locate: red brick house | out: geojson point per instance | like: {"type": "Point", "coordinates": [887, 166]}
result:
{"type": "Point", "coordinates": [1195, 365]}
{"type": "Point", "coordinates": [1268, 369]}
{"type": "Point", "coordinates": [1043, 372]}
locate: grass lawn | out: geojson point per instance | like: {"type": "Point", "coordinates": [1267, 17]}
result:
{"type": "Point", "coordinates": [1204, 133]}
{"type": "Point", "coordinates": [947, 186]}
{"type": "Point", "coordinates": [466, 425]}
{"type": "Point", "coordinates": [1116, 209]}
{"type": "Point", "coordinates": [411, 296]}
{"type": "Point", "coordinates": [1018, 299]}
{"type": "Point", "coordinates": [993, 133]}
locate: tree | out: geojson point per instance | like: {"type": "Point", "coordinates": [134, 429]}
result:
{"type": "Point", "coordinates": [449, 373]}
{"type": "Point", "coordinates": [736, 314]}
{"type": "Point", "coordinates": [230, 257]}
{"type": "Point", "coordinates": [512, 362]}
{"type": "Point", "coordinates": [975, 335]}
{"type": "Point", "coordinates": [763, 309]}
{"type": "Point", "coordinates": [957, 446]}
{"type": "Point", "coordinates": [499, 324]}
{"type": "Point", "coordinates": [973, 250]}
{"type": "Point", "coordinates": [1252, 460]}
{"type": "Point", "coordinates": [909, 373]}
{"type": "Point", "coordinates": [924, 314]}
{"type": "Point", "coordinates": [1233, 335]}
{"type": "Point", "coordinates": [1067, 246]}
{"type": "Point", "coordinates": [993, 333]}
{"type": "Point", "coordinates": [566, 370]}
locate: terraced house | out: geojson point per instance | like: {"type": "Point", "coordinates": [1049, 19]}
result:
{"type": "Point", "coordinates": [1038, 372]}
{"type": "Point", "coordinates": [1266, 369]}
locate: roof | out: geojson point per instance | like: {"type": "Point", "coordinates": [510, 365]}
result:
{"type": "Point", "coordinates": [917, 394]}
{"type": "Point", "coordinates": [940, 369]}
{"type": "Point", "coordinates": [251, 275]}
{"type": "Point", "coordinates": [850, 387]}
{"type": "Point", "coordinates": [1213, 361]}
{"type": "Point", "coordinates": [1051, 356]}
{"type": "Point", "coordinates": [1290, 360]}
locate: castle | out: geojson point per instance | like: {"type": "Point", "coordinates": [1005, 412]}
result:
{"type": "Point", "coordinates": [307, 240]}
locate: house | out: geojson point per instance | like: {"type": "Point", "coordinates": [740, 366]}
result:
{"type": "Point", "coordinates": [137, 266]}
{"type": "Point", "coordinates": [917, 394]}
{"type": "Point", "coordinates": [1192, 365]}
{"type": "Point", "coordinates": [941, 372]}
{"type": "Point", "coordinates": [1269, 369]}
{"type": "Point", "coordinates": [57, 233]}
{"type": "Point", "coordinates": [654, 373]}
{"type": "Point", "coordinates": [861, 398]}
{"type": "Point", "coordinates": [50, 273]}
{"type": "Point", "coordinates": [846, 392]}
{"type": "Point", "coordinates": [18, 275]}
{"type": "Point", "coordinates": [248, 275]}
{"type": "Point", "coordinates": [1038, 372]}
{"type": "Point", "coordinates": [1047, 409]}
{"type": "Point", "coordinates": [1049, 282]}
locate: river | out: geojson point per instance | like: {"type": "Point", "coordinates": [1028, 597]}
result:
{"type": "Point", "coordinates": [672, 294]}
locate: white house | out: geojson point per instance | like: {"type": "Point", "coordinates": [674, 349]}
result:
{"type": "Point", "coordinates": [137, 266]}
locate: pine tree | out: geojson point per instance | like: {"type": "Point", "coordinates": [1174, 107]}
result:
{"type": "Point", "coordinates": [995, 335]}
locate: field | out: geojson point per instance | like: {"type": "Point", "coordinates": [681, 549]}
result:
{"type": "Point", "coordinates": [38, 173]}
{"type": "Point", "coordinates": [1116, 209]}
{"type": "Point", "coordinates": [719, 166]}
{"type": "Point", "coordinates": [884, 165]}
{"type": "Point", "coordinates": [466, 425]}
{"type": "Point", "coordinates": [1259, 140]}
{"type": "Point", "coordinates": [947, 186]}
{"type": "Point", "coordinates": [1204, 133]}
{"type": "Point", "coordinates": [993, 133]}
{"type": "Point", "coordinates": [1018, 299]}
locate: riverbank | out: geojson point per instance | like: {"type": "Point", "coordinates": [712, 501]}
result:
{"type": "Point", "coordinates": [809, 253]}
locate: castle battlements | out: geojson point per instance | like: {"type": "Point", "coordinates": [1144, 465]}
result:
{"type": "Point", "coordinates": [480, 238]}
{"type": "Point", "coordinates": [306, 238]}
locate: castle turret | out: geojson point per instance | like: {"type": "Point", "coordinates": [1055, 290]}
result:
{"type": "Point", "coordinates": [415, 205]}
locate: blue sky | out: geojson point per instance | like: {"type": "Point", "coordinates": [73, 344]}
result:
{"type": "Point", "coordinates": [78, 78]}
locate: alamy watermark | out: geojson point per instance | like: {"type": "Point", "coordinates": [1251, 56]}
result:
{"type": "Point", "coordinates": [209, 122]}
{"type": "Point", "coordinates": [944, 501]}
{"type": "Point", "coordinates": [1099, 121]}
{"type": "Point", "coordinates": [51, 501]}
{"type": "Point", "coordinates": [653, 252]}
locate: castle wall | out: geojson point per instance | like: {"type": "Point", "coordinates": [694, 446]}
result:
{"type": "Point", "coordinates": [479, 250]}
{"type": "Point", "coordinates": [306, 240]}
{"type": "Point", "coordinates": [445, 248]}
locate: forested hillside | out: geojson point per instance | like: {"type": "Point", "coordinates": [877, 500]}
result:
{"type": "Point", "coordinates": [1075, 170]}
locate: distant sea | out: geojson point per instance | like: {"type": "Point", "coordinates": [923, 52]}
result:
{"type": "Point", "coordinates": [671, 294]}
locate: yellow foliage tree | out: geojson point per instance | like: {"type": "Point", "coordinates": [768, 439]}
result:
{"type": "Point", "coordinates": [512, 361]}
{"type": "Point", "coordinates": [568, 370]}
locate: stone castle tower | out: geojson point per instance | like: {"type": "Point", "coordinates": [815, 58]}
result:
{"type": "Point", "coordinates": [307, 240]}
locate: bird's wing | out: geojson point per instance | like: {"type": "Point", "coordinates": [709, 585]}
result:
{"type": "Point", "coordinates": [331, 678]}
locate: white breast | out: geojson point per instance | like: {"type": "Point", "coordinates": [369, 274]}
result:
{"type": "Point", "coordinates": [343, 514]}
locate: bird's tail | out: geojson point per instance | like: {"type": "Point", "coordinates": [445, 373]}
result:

**Task goal**
Write out the material from the first line to the last, exactly.

**Result of this exercise**
locate: red brick house | out: geojson point per instance | like: {"type": "Point", "coordinates": [887, 166]}
result:
{"type": "Point", "coordinates": [1195, 365]}
{"type": "Point", "coordinates": [1268, 369]}
{"type": "Point", "coordinates": [1043, 372]}
locate: grass lawn | out: geojson point per instance | like: {"type": "Point", "coordinates": [1267, 17]}
result:
{"type": "Point", "coordinates": [1204, 133]}
{"type": "Point", "coordinates": [947, 186]}
{"type": "Point", "coordinates": [466, 425]}
{"type": "Point", "coordinates": [1116, 209]}
{"type": "Point", "coordinates": [411, 296]}
{"type": "Point", "coordinates": [1018, 299]}
{"type": "Point", "coordinates": [993, 133]}
locate: tree | out: geojson point per instance | like: {"type": "Point", "coordinates": [134, 429]}
result:
{"type": "Point", "coordinates": [449, 373]}
{"type": "Point", "coordinates": [736, 314]}
{"type": "Point", "coordinates": [230, 257]}
{"type": "Point", "coordinates": [512, 362]}
{"type": "Point", "coordinates": [975, 335]}
{"type": "Point", "coordinates": [763, 309]}
{"type": "Point", "coordinates": [957, 446]}
{"type": "Point", "coordinates": [499, 324]}
{"type": "Point", "coordinates": [973, 250]}
{"type": "Point", "coordinates": [1252, 460]}
{"type": "Point", "coordinates": [909, 373]}
{"type": "Point", "coordinates": [924, 314]}
{"type": "Point", "coordinates": [1233, 335]}
{"type": "Point", "coordinates": [1067, 246]}
{"type": "Point", "coordinates": [993, 333]}
{"type": "Point", "coordinates": [566, 370]}
locate: terraced house | out: geojson point per instance | like: {"type": "Point", "coordinates": [1049, 19]}
result:
{"type": "Point", "coordinates": [1038, 372]}
{"type": "Point", "coordinates": [1266, 369]}
locate: roof | out: geojson point per instance | like: {"type": "Point", "coordinates": [510, 365]}
result:
{"type": "Point", "coordinates": [917, 394]}
{"type": "Point", "coordinates": [940, 369]}
{"type": "Point", "coordinates": [251, 275]}
{"type": "Point", "coordinates": [850, 387]}
{"type": "Point", "coordinates": [1213, 361]}
{"type": "Point", "coordinates": [1051, 356]}
{"type": "Point", "coordinates": [1290, 360]}
locate: castle | out: geojson point per instance | like: {"type": "Point", "coordinates": [1005, 412]}
result:
{"type": "Point", "coordinates": [307, 240]}
locate: house | out: geojson point per instance | like: {"type": "Point", "coordinates": [740, 366]}
result:
{"type": "Point", "coordinates": [137, 266]}
{"type": "Point", "coordinates": [917, 394]}
{"type": "Point", "coordinates": [1192, 365]}
{"type": "Point", "coordinates": [941, 372]}
{"type": "Point", "coordinates": [1269, 369]}
{"type": "Point", "coordinates": [57, 233]}
{"type": "Point", "coordinates": [654, 373]}
{"type": "Point", "coordinates": [861, 398]}
{"type": "Point", "coordinates": [50, 273]}
{"type": "Point", "coordinates": [846, 392]}
{"type": "Point", "coordinates": [18, 275]}
{"type": "Point", "coordinates": [248, 275]}
{"type": "Point", "coordinates": [1038, 372]}
{"type": "Point", "coordinates": [1047, 409]}
{"type": "Point", "coordinates": [1049, 282]}
locate: river | out: geojson point per instance | like: {"type": "Point", "coordinates": [1028, 597]}
result:
{"type": "Point", "coordinates": [672, 294]}
locate: white house | out: geojson point per instance | like: {"type": "Point", "coordinates": [674, 349]}
result:
{"type": "Point", "coordinates": [137, 266]}
locate: pine tree | out: geojson point per instance | like: {"type": "Point", "coordinates": [1174, 107]}
result:
{"type": "Point", "coordinates": [995, 335]}
locate: field | out: geojson point per instance | like: {"type": "Point", "coordinates": [681, 549]}
result:
{"type": "Point", "coordinates": [38, 173]}
{"type": "Point", "coordinates": [1116, 209]}
{"type": "Point", "coordinates": [719, 166]}
{"type": "Point", "coordinates": [884, 165]}
{"type": "Point", "coordinates": [466, 425]}
{"type": "Point", "coordinates": [1259, 140]}
{"type": "Point", "coordinates": [947, 186]}
{"type": "Point", "coordinates": [1204, 133]}
{"type": "Point", "coordinates": [993, 133]}
{"type": "Point", "coordinates": [1018, 299]}
locate: riverbank | out: geojson point per instance | like: {"type": "Point", "coordinates": [712, 501]}
result:
{"type": "Point", "coordinates": [809, 253]}
locate: castle battlements | out: geojson point per instance | like: {"type": "Point", "coordinates": [1144, 465]}
result:
{"type": "Point", "coordinates": [480, 238]}
{"type": "Point", "coordinates": [306, 238]}
locate: castle turret | out: geojson point per instance | like: {"type": "Point", "coordinates": [1055, 290]}
result:
{"type": "Point", "coordinates": [415, 205]}
locate: blue sky | out: geojson point per instance | like: {"type": "Point", "coordinates": [73, 344]}
result:
{"type": "Point", "coordinates": [78, 78]}
locate: alamy watermark | out: geojson point per instance | like: {"type": "Point", "coordinates": [1251, 56]}
result:
{"type": "Point", "coordinates": [209, 122]}
{"type": "Point", "coordinates": [944, 501]}
{"type": "Point", "coordinates": [1099, 121]}
{"type": "Point", "coordinates": [51, 501]}
{"type": "Point", "coordinates": [653, 252]}
locate: castle wall | out: geojson point per instance | like: {"type": "Point", "coordinates": [694, 446]}
result:
{"type": "Point", "coordinates": [479, 250]}
{"type": "Point", "coordinates": [306, 240]}
{"type": "Point", "coordinates": [445, 248]}
locate: forested hillside | out: geojson point per instance | like: {"type": "Point", "coordinates": [877, 500]}
result:
{"type": "Point", "coordinates": [1075, 170]}
locate: distant sea | out: geojson point per instance | like: {"type": "Point", "coordinates": [923, 52]}
result:
{"type": "Point", "coordinates": [671, 294]}
locate: yellow foliage tree | out: geojson point per instance | like: {"type": "Point", "coordinates": [768, 439]}
result:
{"type": "Point", "coordinates": [512, 361]}
{"type": "Point", "coordinates": [568, 370]}
locate: stone castle tower | out: geojson point per instance | like: {"type": "Point", "coordinates": [815, 58]}
result:
{"type": "Point", "coordinates": [307, 240]}
locate: bird's wing | out: geojson point per instance | like: {"type": "Point", "coordinates": [709, 585]}
result:
{"type": "Point", "coordinates": [331, 678]}
locate: white breast | out: geojson point per instance | like: {"type": "Point", "coordinates": [369, 274]}
result:
{"type": "Point", "coordinates": [343, 514]}
locate: bird's tail | out: geojson point per instance | like: {"type": "Point", "coordinates": [445, 373]}
result:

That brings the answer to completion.